* Assigned task 1
Name every item the article on the Love Is Blind Season 10 reunion says people come to therapy saying they want.
* Assigned task 2
Continue the article about the Love Is Blind Season 10 reunion from the point where it stops.

* Text shown
########################################

Love Isn’t Blind to Readiness: What the Love Is Blind Season 10 Reunion Reveals About Being Ready for Commitment
- April Zielinski
- Mar 13
- 4 min read

Reality dating shows often promise a simple idea: if two people have a strong emotional connection, love will find a way. The premise of Love Is Blind pushes that idea even further—suggesting that when appearance and outside distractions are removed, emotional connection alone can lead people straight to marriage.
But if you watched the Love Is Blind Season 10 reunion, a different story emerged. Beneath the excitement of weddings, OG couples, and dramatic moments, the reunion highlighted something therapists see all the time in real life: wanting a relationship and being ready for one are not the same thing.
As a therapist, the conversations at the reunion felt familiar. Many people come to therapy saying they want commitment, marriage, or a long-term partnership. Yet when we explore their experiences more deeply, it becomes clear that readiness for commitment involves much more than desire.
The Difference Between Wanting Love and Being Ready for It
On shows like Love Is Blind, the emotional intensity is real. Participants share vulnerable stories, develop deep bonds quickly, and make huge decisions in a short period of time. That emotional closeness can create a powerful sense of certainty.

########################################

* Stored data
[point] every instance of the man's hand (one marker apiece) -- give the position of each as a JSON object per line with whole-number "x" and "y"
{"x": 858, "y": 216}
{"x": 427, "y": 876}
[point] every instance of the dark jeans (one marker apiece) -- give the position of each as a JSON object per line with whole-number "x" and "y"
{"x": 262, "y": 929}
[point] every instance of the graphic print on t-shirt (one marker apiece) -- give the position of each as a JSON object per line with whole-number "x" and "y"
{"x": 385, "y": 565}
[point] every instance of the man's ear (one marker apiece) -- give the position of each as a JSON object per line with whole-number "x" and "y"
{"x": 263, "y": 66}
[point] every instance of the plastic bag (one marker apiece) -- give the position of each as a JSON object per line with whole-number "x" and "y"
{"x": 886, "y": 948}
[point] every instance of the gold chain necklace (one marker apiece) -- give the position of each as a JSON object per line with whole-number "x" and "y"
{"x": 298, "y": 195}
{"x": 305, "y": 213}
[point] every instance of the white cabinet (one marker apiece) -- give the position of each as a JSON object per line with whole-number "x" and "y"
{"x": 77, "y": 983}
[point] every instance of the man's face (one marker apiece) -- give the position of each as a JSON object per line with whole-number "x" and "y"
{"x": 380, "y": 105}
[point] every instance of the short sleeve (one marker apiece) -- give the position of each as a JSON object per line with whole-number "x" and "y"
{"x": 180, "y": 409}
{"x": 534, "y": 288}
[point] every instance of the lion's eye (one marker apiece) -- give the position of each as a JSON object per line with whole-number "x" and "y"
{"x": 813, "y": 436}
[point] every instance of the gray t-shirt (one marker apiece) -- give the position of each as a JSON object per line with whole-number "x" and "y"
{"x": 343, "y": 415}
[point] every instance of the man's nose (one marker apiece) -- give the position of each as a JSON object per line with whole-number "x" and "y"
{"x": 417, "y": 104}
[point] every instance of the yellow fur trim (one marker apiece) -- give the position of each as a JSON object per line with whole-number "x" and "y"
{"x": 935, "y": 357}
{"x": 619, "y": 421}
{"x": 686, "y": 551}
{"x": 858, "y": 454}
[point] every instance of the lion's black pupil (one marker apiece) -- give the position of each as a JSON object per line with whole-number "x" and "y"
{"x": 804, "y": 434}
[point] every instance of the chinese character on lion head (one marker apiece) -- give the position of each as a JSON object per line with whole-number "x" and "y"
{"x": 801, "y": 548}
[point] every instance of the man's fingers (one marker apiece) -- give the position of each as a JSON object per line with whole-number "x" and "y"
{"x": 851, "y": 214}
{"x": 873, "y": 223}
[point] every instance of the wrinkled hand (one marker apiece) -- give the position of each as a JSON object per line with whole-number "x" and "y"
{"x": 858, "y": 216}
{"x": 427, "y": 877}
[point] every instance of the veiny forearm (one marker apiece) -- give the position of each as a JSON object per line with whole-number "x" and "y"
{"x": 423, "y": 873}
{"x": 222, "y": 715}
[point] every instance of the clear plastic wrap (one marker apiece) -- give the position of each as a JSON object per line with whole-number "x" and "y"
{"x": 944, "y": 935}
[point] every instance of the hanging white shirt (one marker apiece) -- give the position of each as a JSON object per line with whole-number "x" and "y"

########################################

* Exercise response 1
Commitment, marriage, and a long-term partnership.

* Exercise response 2
But readiness for commitment involves several layers that often only become visible over time:
Emotional self-awareness
The ability to tolerate conflict
Willingness to compromise
Trust-building skills
Realistic expectations about partnership
Notice the word often, because this can also be demonstrated through action. Many of us have heard love stories of people who got married after a month and have been together ever since. Vic and Christine beautifully reflected how not so much time may be needed because the right person will not wait to show you these qualities.
The reunion revealed how some couples discovered—sometimes painfully—that strong feelings alone couldn’t bridge deeper incompatibilities or unresolved issues. In therapy, we often see something similar. People may truly want a committed relationship, but they may still be learning how to navigate the realities that commitment requires.
Intensity Can Feel Like Compatibility
One of the unique aspects of Love Is Blind is how quickly relationships develop. Emotional conversations happen early and frequently. People disclose fears, past heartbreak, and hopes for the future within days.
That kind of vulnerability can create a sense of accelerated intimacy.
However, emotional closeness is only one part of compatibility. Sustainable relationships also rely on things like:
Communication style
Lifestyle expectations
Financial attitudes
Conflict patterns
Long-term goals
These elements often take time to surface. What looks like perfect alignment during an intense early stage can feel very different when real life enters the picture.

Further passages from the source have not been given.